=== Extract ===
------------------------------------------------------------

Simulated Brain Performs Well at Simple Tasks


A screen capture from a simulation movie of Spaun in action shows the input image on the right. The output is drawn on the surface below Spaun’s arm. Neuron activity is approximately mapped to relevant cortical areas and shown in color (red is high activity, blue is low). Credit: Image by Chris Eliasmith

The Semantic Pointer Architecture Unified Network (Spaun) was created by theoretical neuroscientists to simulate complex behavior from fewer neurons.

The scientists published their findings in the journal Science. Spaun contains 2.5 million simulated neurons, which is a lot fewer than the 86 billion that the average human has, but enough to recognize lists of numbers, do simple arithmetic and solve reasoning problems.

Spaun was created by Chris Eliasmith, a theoretical neuroscientist at the University of Waterloo, in Canada, and his colleagues. “Throwing a lot of neurons together and hoping something interesting emerges doesn’t seem like a plausible way of understanding something as sophisticated as the brain,” states Eliasmith.

“Until now, the race was who could get a human-sized brain simulation running, regardless of what behaviors and functions such simulation exhibits,” says Eugene Izhikevich, chairman of the Brain Corporation in San Diego, California. Now, neuroscientists will focus on getting the most biological functions and animal-like behaviors out of their simulated neurons.

Spaun simulates the physiology of each of its neurons from spikes of electricity that flow through them to neurotransmitters that cross between them. The computing cells are divided into groups, which correspond to specific parts of the brain. The simulated parts include parts of the brain that process images, control movements and store short-term memories. These regions are wired together and respond to inputs in a way that mimics the action of neurotransmitters.

Spaun can perform at least eight different tasks, from copying an image to finding the next number in a series. When it is completed, it writes out the answer with a physically modeled arm. Spaun is almost as accurate at simple tasks as the average human, and reproduces some of the quirks of human behavior, such as the tendency of remembering items at the start and end of a list better than those in the middle.

Spaun provides a powerful platform to test hypotheses about how the brain works. It even has a virtual basal ganglia region, an area that acts like a switchboard, allowing the brain to toggle between different behaviors.

If parts of the model are destroyed, the researchers can see what behaviors might fail. The scientists have already submitted a paper in which they killed off Spaun’s virtual neurons at the same rate as those in an aging brain, seeing the same cognitive decline.

Spaun has some limits. It simulates only a fraction of the full brain and cannot learn completely new tasks or deal with inputs beyond ten numerals and a few symbols. It is also slow in computing terms, taking hours to simulate one second of neural behavior.

Reference: “A Large-Scale Model of the Functioning Brain” by Chris Eliasmith, Terrence C. Stewart, Xuan Choo, Trevor Bekolay, Travis DeWolf, Yichuan Tang and Daniel Rasmussen, 30 November 2012, Science.

------------------------------------------------------------

=== Data excerpts ===

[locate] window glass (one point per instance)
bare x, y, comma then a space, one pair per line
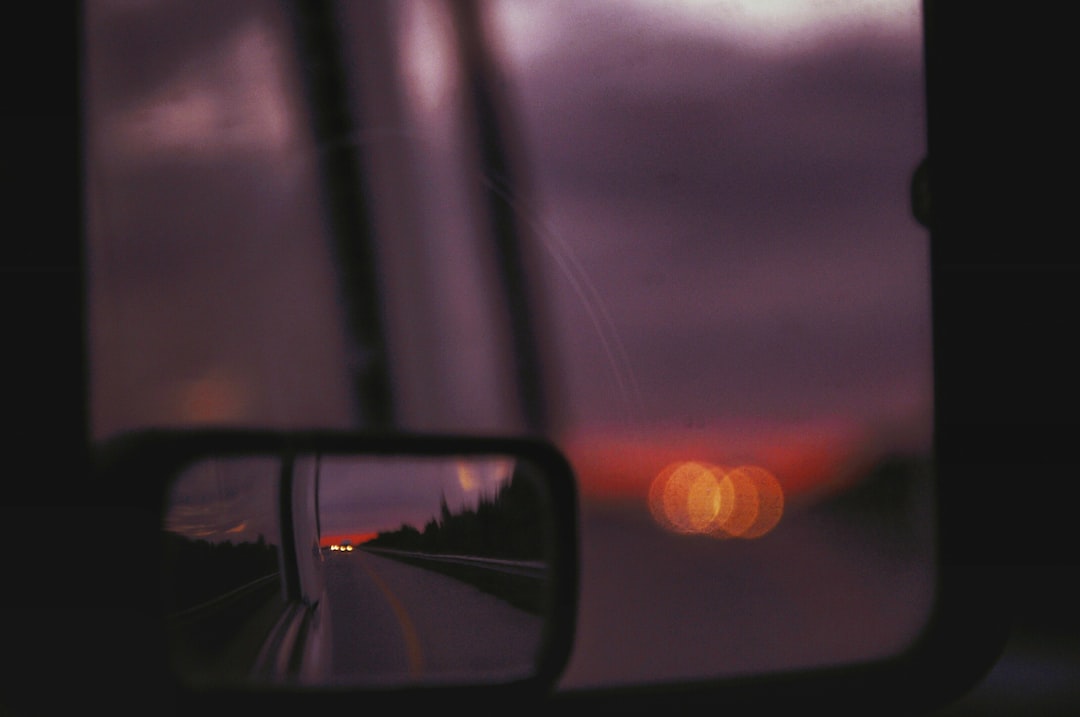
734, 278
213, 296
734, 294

------------------------------------------------------------

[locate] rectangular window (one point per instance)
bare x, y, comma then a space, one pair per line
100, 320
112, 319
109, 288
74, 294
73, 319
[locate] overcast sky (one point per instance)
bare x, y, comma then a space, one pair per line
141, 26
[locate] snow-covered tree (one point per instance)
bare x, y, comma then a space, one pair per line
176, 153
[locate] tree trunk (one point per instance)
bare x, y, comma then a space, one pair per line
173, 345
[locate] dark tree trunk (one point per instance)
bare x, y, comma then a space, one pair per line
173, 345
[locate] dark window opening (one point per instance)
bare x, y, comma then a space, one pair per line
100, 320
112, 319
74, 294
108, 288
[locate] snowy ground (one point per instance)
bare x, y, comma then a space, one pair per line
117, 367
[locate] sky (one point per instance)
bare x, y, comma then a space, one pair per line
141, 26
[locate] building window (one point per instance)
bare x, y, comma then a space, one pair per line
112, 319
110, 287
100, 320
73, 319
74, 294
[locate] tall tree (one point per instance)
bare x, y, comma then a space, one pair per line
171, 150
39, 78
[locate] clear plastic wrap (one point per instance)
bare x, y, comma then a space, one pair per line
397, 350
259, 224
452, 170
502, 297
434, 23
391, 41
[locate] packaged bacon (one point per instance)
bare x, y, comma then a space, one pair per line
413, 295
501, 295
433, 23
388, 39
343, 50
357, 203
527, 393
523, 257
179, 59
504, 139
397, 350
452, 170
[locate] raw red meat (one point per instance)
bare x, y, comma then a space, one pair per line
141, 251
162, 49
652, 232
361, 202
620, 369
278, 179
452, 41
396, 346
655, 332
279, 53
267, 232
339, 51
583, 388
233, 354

------------------------------------------------------------

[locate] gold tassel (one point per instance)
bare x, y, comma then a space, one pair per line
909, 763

------------------------------------------------------------

=== Problem 1 ===
Return the part of the Spaun article that begins at the words "Spaun has some" and stops after "November 2012, Science.".
=== Problem 2 ===
According to the Spaun article, how many simulated neurons does Spaun contain?
The items have nothing to do with the Spaun article.

=== Answer 1 ===
Spaun has some limits. It simulates only a fraction of the full brain and cannot learn completely new tasks or deal with inputs beyond ten numerals and a few symbols. It is also slow in computing terms, taking hours to simulate one second of neural behavior.

Reference: “A Large-Scale Model of the Functioning Brain” by Chris Eliasmith, Terrence C. Stewart, Xuan Choo, Trevor Bekolay, Travis DeWolf, Yichuan Tang and Daniel Rasmussen, 30 November 2012, Science.

=== Answer 2 ===
2.5 million